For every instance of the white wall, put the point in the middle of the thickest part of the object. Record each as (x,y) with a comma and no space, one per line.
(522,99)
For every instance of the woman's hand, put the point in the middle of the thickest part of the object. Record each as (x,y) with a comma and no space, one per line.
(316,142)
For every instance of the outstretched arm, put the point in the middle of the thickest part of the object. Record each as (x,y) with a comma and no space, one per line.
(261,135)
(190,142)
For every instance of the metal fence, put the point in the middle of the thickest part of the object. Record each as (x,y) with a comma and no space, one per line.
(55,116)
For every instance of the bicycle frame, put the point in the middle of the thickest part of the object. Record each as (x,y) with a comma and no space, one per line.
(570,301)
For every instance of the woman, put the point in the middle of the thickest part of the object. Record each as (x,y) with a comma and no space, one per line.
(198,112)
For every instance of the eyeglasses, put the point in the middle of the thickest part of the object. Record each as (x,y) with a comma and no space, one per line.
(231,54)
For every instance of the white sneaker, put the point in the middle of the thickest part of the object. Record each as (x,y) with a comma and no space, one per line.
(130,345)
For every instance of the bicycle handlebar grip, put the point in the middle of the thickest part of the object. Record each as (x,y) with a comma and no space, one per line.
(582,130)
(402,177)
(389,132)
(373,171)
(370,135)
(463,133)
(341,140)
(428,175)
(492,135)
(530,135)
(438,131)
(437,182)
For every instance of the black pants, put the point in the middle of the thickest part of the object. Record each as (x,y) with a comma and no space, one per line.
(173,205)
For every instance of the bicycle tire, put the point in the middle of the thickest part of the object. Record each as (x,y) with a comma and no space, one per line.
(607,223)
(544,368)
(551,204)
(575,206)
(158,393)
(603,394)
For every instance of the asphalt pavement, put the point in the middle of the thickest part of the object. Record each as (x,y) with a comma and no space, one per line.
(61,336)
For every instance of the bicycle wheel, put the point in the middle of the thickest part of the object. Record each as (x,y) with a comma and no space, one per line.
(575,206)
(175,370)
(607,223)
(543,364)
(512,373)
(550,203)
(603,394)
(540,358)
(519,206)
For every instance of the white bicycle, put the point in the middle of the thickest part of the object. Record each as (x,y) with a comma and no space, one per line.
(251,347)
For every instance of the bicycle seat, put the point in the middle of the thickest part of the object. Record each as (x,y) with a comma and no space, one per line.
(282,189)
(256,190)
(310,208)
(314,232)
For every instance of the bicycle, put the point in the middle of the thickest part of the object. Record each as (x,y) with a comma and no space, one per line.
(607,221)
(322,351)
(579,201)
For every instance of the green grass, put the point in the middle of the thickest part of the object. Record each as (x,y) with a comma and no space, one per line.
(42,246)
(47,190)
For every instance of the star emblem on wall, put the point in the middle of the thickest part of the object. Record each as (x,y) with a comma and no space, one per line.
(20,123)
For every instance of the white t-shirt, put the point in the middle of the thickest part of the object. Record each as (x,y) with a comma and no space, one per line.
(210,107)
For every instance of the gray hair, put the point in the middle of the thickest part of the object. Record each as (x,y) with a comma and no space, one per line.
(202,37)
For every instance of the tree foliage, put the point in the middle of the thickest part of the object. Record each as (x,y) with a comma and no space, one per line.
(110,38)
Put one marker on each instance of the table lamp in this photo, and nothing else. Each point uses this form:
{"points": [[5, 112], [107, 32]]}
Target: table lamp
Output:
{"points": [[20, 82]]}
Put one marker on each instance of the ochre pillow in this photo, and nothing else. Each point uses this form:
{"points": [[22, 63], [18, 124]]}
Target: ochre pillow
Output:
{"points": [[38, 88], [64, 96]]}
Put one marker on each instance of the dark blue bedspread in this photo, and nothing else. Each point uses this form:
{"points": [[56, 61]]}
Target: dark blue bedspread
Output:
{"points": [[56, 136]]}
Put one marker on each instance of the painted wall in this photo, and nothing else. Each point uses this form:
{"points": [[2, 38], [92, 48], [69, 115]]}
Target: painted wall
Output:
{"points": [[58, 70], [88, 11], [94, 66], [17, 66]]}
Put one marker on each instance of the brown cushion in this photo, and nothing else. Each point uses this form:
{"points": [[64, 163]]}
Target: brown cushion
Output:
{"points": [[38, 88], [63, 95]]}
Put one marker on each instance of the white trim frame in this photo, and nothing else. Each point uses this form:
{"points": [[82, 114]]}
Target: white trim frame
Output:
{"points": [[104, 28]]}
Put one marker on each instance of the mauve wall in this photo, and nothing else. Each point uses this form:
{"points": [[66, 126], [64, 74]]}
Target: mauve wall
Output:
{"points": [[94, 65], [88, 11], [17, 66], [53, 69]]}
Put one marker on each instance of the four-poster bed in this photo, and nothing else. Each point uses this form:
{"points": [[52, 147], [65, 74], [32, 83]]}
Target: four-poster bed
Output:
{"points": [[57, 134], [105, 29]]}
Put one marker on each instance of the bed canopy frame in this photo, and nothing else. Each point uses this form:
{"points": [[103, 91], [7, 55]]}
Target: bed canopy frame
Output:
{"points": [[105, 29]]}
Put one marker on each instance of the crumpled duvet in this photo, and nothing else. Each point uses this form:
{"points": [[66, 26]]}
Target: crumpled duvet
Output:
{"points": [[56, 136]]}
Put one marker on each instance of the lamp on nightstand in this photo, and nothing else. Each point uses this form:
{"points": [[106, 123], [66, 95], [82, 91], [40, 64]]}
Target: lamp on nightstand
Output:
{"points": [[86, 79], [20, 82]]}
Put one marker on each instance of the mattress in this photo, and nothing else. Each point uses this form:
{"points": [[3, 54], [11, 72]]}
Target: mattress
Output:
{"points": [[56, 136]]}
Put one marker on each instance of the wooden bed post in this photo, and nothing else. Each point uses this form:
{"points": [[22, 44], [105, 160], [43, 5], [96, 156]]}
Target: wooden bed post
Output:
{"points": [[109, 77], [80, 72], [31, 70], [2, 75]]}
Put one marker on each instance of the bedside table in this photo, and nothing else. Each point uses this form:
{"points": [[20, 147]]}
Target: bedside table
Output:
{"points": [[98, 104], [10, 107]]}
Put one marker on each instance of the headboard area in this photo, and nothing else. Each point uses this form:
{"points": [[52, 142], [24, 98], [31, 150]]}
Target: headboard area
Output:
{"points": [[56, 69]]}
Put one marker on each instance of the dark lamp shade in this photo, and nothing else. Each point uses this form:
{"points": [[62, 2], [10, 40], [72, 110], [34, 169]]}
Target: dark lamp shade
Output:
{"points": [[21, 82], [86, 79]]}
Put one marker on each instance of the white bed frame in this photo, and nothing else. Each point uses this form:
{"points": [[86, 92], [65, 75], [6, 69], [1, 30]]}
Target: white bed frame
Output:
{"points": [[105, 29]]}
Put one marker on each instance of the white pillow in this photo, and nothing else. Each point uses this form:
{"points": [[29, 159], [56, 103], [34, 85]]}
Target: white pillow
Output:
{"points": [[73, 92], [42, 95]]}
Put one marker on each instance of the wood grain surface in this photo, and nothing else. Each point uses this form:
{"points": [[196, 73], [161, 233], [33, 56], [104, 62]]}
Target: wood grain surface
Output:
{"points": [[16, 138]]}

● Your instructions:
Copy the entries word for word.

● Reply:
For every instance of the white wall, put the point in the middle of the thickest part of the object. Record each as (x,y) with a comma and no space, one per line.
(522,99)
For every instance of the woman's hand, put the point in the middle of the thickest part of the object. Record each as (x,y) with a comma and no space, one per line.
(316,142)
For every instance of the outstretched arm, put the point in the middle of the thickest part of the object. Record each as (x,y) with a comma and no space, one per line.
(261,135)
(190,142)
For every instance of the metal fence, put the point in the middle of the thickest part of the object. Record each as (x,y) with a comma and no space, one per line.
(55,116)
For every instance of the bicycle frame, put the point in the middle of the thickest part of the object. Record each as (x,y) with a comma and no space, one per line.
(570,301)
For every instance of the woman, put the point in the middle of the thickest part of the object. Record each as (x,y) with a comma and no space, one per line.
(198,112)
For every instance of the eyeglasses, put the point in the middle of the thickest part of the object. Record each as (x,y) with a comma and no space, one per line.
(231,54)
For every instance of the white sneaker, put the point in the middle of the thickest part of the object. Record each as (x,y) with a comma and no space, one per line.
(130,345)
For every instance of the bicycle handlebar grip, put the point in the middle of the thickest part of the object. Record each as (x,y) with a comma and no space, one per line.
(582,130)
(402,177)
(389,132)
(373,171)
(370,135)
(463,133)
(341,140)
(428,175)
(492,135)
(530,135)
(438,131)
(437,182)
For every instance of the black pants, put the point in the middle of the thickest part of the object. Record each as (x,y) with a comma and no space, one per line.
(173,205)
For every instance of the bicycle tire, put the point in the middle of the thickest part of the object. Record each as (x,y) with a comma and no space, one per line.
(607,223)
(544,368)
(551,204)
(575,206)
(158,393)
(603,394)
For every instance of the asphalt pavement, put the point in the middle of the thickest part of the object. Record each as (x,y) with a comma and no space, one per line.
(61,336)
For every instance of the bicycle wheel, put the point in the middle of the thickest part of the object. Record each as (x,y) with a comma and no space, one per line.
(575,206)
(175,370)
(607,223)
(543,364)
(512,373)
(550,203)
(603,394)
(540,358)
(519,206)
For every instance of the white bicycle, put the point in the middle of the thickest part of the object. Record each as (x,y) with a comma and no space, one per line.
(251,347)
For every instance of the bicycle seat, put the point in the middle of the thickest part of the object. Record each as (x,y) with a comma and no space, one per line.
(282,189)
(256,190)
(310,208)
(314,232)
For every instance of the bicycle, put the point in the middle of the thickest part of the object. Record each as (x,y) with a comma and no space, one per line.
(607,221)
(322,351)
(579,201)
For every instance of the green grass, put the point in the middle of the thickest part of the object. Record each as (x,y) with a comma and no space, one per line.
(42,246)
(47,190)
For every instance of the star emblem on wall, put the point in the middle of the thickest part of the object. Record each as (x,y) with a comma and no space, one per line.
(20,123)
For every instance of the white t-shirt, put the point in the middle of the thickest part of the object. Record each as (x,y) with a comma and no space, one per line.
(210,107)
For every instance of the gray hair, put the point in the middle of the thickest part of the object. Record each as (x,y) with a comma and no space, one per line.
(202,37)
For every instance of the tree foliage, put the point in the middle of the thickest part of the object. Record each as (x,y) with a comma and no space, one per line.
(110,38)
Put one marker on each instance of the table lamp in this photo, and nothing else. Each point uses this form:
{"points": [[5, 112], [107, 32]]}
Target: table lamp
Output:
{"points": [[20, 82]]}
Put one marker on each instance of the ochre pillow in this photo, and nothing else. Each point uses this form:
{"points": [[22, 63], [18, 124]]}
Target: ochre pillow
Output:
{"points": [[38, 88], [64, 96]]}
Put one marker on each instance of the dark blue bedspread in this photo, and nothing else. Each point uses this form:
{"points": [[56, 61]]}
Target: dark blue bedspread
Output:
{"points": [[56, 136]]}
Put one marker on each instance of the painted wall in this photo, and nothing else. Each point uses this form:
{"points": [[2, 38], [92, 48], [69, 115]]}
Target: painted wall
Output:
{"points": [[58, 70], [88, 11], [94, 66], [17, 66]]}
Put one marker on each instance of the brown cushion in this photo, and nothing else. Each point uses this form:
{"points": [[64, 163]]}
Target: brown cushion
Output:
{"points": [[38, 88], [63, 95]]}
Put one marker on each instance of the white trim frame in this photo, and nothing else. Each point uses this form:
{"points": [[82, 114]]}
Target: white trim frame
Output:
{"points": [[104, 28]]}
Put one marker on each instance of the mauve wall in this photo, and nothing else. Each point uses this form:
{"points": [[66, 126], [64, 74]]}
Target: mauve wall
Output:
{"points": [[94, 65], [88, 11], [17, 66], [53, 69]]}
Put one marker on each instance of the four-poster bed in this photo, and nothing else. Each point uses this form:
{"points": [[52, 147], [65, 74], [32, 83]]}
Target: four-poster bed
Output:
{"points": [[57, 134], [105, 29]]}
Put one marker on each instance of the bed canopy frame in this photo, and nothing else. Each point uses this form:
{"points": [[103, 91], [7, 55]]}
Target: bed canopy frame
Output:
{"points": [[105, 29]]}
Put one marker on each instance of the crumpled duvet in this photo, and nothing else. Each point uses this form:
{"points": [[66, 26]]}
Target: crumpled duvet
Output:
{"points": [[56, 136]]}
Put one marker on each instance of the lamp on nightstand in this photo, and nothing else. Each point uses this form:
{"points": [[106, 123], [66, 95], [82, 91], [40, 64]]}
Target: lamp on nightstand
Output:
{"points": [[86, 79], [20, 82]]}
Put one marker on each instance of the mattress in this photo, and nothing else. Each point uses this form:
{"points": [[3, 54], [11, 72]]}
Target: mattress
Output:
{"points": [[56, 136]]}
Put one marker on each instance of the wooden bed post in this photo, and nothing else. Each point uses this form:
{"points": [[22, 44], [105, 160], [43, 5], [96, 156]]}
Target: wooden bed post
Output:
{"points": [[109, 77], [80, 72], [31, 70], [2, 75]]}
Put one marker on each instance of the bedside table in this photo, and nothing else. Each point uses this form:
{"points": [[20, 147]]}
Target: bedside table
Output:
{"points": [[98, 104], [10, 107]]}
Put one marker on each instance of the headboard area in this photo, and nothing else. Each point uses this form:
{"points": [[52, 142], [24, 98], [31, 150]]}
Target: headboard area
Output:
{"points": [[56, 69]]}
Put one marker on each instance of the dark lamp shade in this photo, and nothing else. Each point uses this form:
{"points": [[62, 2], [10, 40], [72, 110], [34, 169]]}
Target: dark lamp shade
Output:
{"points": [[21, 82], [86, 79]]}
Put one marker on each instance of the white bed frame in this photo, and nothing else. Each point uses this form:
{"points": [[86, 92], [65, 75], [6, 69], [1, 30]]}
Target: white bed frame
Output:
{"points": [[105, 29]]}
Put one marker on each instance of the white pillow in this photo, and nothing else. Each point uses this form:
{"points": [[29, 159], [56, 103], [34, 85]]}
Target: white pillow
Output:
{"points": [[73, 92], [42, 95]]}
Put one marker on each instance of the wood grain surface in this photo, and nothing else. Each point uses this form:
{"points": [[196, 73], [161, 233], [33, 56], [104, 62]]}
Target: wood grain surface
Output:
{"points": [[16, 138]]}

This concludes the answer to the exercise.